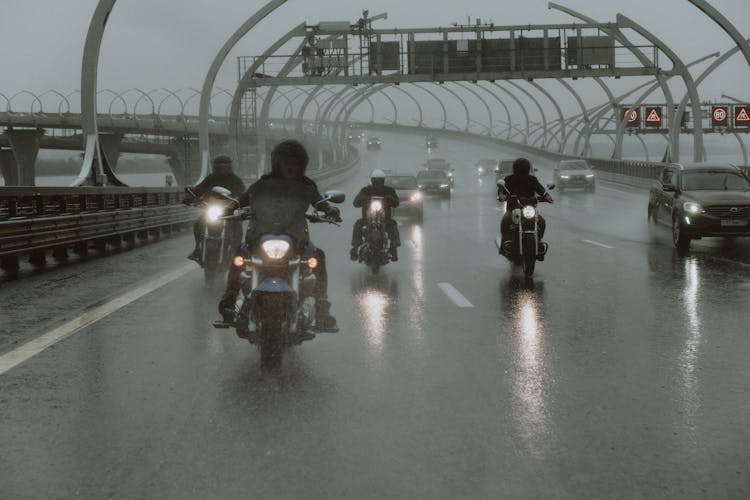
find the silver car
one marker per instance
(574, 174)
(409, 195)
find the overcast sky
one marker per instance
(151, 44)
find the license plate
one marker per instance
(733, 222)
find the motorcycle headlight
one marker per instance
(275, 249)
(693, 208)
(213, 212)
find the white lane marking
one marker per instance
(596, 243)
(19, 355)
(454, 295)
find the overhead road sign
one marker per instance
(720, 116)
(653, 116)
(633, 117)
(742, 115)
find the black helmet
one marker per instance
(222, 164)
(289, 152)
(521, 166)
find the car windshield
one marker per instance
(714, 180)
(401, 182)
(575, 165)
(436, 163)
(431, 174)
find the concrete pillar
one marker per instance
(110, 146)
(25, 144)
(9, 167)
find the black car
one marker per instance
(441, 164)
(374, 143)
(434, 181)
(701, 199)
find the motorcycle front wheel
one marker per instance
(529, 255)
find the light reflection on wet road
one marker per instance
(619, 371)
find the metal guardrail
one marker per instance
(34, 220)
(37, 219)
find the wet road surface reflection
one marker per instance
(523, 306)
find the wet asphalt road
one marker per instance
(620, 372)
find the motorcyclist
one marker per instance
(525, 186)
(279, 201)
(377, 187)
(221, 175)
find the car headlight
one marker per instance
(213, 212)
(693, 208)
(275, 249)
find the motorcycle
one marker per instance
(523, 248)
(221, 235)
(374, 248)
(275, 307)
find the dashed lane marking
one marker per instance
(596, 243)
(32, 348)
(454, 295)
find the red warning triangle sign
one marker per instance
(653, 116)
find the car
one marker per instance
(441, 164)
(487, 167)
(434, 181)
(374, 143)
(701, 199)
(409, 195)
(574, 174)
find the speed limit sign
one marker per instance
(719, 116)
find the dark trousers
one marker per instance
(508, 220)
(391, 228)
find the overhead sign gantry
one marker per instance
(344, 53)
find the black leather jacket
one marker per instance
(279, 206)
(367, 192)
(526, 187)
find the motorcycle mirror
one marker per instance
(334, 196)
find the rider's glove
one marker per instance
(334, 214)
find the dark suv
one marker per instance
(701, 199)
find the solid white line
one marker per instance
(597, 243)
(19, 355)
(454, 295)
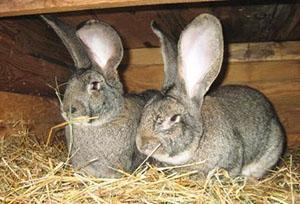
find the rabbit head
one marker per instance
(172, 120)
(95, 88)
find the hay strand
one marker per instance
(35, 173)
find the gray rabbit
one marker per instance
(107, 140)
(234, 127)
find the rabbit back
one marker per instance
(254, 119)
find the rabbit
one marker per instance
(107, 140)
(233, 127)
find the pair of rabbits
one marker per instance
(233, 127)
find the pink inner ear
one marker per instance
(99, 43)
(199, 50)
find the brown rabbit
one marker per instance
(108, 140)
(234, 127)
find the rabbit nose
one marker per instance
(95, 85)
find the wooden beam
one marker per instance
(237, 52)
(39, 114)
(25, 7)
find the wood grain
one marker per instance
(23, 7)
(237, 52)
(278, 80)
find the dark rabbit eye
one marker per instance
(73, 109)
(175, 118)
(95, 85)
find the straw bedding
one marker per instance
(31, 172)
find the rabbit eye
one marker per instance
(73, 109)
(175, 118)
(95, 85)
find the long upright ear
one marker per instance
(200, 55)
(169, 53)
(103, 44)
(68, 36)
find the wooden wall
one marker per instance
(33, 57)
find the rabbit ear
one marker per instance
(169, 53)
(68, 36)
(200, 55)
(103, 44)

• • • • •

- [What you should do] What you return must match each record exactly and contain no images.

- [Output]
find the silver car
one marker per instance
(574, 174)
(409, 195)
find the overcast sky
one marker per instance
(151, 44)
find the license plate
one marker per instance
(733, 222)
find the motorcycle headlight
one marker per instance
(275, 249)
(693, 208)
(213, 212)
find the white lane marking
one marker per instance
(596, 243)
(19, 355)
(454, 295)
find the overhead road sign
one marker per instance
(720, 116)
(653, 116)
(633, 117)
(742, 115)
find the black helmet
one marker per instance
(222, 164)
(289, 152)
(521, 166)
find the car windshield
one marker per instance
(714, 180)
(401, 182)
(575, 165)
(436, 163)
(431, 174)
find the concrete pillar
one marker per instance
(110, 146)
(25, 144)
(9, 167)
find the black car
one marker per instance
(441, 164)
(374, 143)
(434, 181)
(701, 199)
find the motorcycle front wheel
one marker per instance
(529, 255)
find the light reflection on wet road
one marker per instance
(619, 371)
find the metal guardrail
one marker per instance
(34, 220)
(37, 219)
find the wet road surface reflection
one marker per instance
(523, 306)
find the wet asphalt road
one marker per instance
(620, 372)
find the motorcyclist
one marker per instance
(525, 186)
(279, 201)
(377, 187)
(221, 175)
find the car headlight
one marker per instance
(213, 212)
(693, 208)
(275, 249)
find the motorcycle
one marker per instance
(523, 248)
(221, 235)
(374, 248)
(275, 307)
find the dashed lane marking
one marker per instance
(596, 243)
(32, 348)
(454, 295)
find the red warning triangle sign
one marker per instance
(653, 116)
find the car
one marker per instance
(441, 164)
(487, 167)
(434, 181)
(374, 143)
(701, 199)
(409, 195)
(574, 174)
find the speed limit sign
one marker per instance
(719, 116)
find the dark trousers
one marker per instance
(508, 220)
(391, 228)
find the overhead sign gantry
one marker per instance
(344, 53)
find the black leather jacket
one marker per instance
(279, 206)
(367, 192)
(526, 187)
find the motorcycle mirror
one marker per instance
(334, 196)
find the rider's glove
one marker per instance
(334, 214)
find the dark suv
one marker per instance
(701, 199)
find the solid white line
one marker per instance
(597, 243)
(19, 355)
(454, 295)
find the rabbit head
one marker per instance
(172, 120)
(95, 88)
find the hay strand
one marker per instance
(35, 173)
find the gray rabbit
one marker per instance
(107, 140)
(234, 127)
find the rabbit back
one marker per instance
(254, 119)
find the rabbit
one marker per instance
(107, 140)
(233, 127)
find the pair of rabbits
one marker per instance
(233, 127)
find the pink inner ear
one marker per instance
(99, 43)
(199, 50)
find the brown rabbit
one marker per instance
(108, 140)
(234, 127)
find the rabbit nose
one marker per instance
(95, 85)
find the wooden beam
one marker per instance
(237, 52)
(39, 114)
(25, 7)
find the wood grain
one marker per instance
(23, 7)
(237, 52)
(278, 80)
find the dark rabbit eye
one marker per instance
(73, 109)
(175, 118)
(95, 85)
find the straw bedding
one marker per instance
(31, 172)
find the rabbit eye
one marker per instance
(73, 109)
(175, 118)
(95, 85)
find the long upright ear
one marker per instance
(200, 55)
(169, 53)
(103, 44)
(68, 36)
find the wooden wall
one marker per instance
(33, 57)
find the rabbit ear
one marker per instance
(169, 53)
(68, 36)
(200, 55)
(103, 44)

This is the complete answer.